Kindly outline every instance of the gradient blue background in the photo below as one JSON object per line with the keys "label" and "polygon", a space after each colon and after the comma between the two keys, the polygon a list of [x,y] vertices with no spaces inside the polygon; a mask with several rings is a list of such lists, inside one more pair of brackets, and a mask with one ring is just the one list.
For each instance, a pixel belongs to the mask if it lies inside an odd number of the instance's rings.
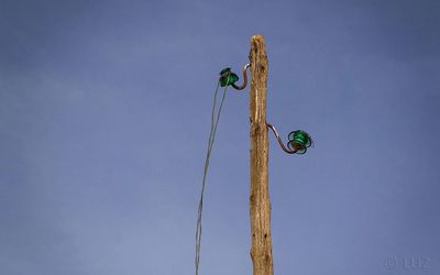
{"label": "gradient blue background", "polygon": [[[194,274],[218,72],[256,33],[268,122],[316,142],[271,135],[275,274],[440,274],[439,30],[428,0],[1,0],[0,274]],[[249,95],[230,90],[201,274],[252,274],[249,248]]]}

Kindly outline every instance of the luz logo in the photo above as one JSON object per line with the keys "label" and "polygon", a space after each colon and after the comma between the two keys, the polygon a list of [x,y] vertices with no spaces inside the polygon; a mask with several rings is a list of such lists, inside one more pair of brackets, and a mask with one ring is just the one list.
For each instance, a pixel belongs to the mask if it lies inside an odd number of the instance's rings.
{"label": "luz logo", "polygon": [[427,256],[402,256],[385,260],[387,270],[424,271],[429,268],[430,257]]}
++++++++++
Your objective — Rewrite the material above as a JSON list of strings with one string per line, omitting blank lines and the picture itself.

Answer to this task —
[
  "Kindly outline every instance of the gradient blue background in the photo below as one JSON object per line with the keys \"label\" and \"polygon\", a space after each colon and after the comma between the two keys, the polygon a list of [x,y] vertices with no spaces inside the polygon; a mask with several rings is a list of such lists, inside one more pair of brackets, and a mask with one ring is just the one list.",
  "For each instance, a pixel belongs to the mask if it lies inside an odd number of the instance's rings.",
  "{\"label\": \"gradient blue background\", \"polygon\": [[[194,274],[218,72],[256,33],[268,122],[316,142],[271,135],[275,274],[440,274],[439,30],[428,0],[1,0],[0,274]],[[249,95],[230,90],[201,274],[252,274],[249,248]]]}",
  "Kindly outline every instance of the luz logo in the photo above as one JSON object per line with the keys \"label\" and \"polygon\", a space after each colon and after the comma between the two keys, the polygon a list of [x,y] vertices with no spaces inside the polygon; a mask with several rings is a list of such lists, inside one more pair of brackets, and a mask with one ring is just the one list.",
  "For each instance, a pixel belongs to the mask if it lies inside an odd number of the instance's rings.",
  "{\"label\": \"luz logo\", \"polygon\": [[427,256],[402,256],[385,260],[387,270],[424,271],[429,268],[430,257]]}"
]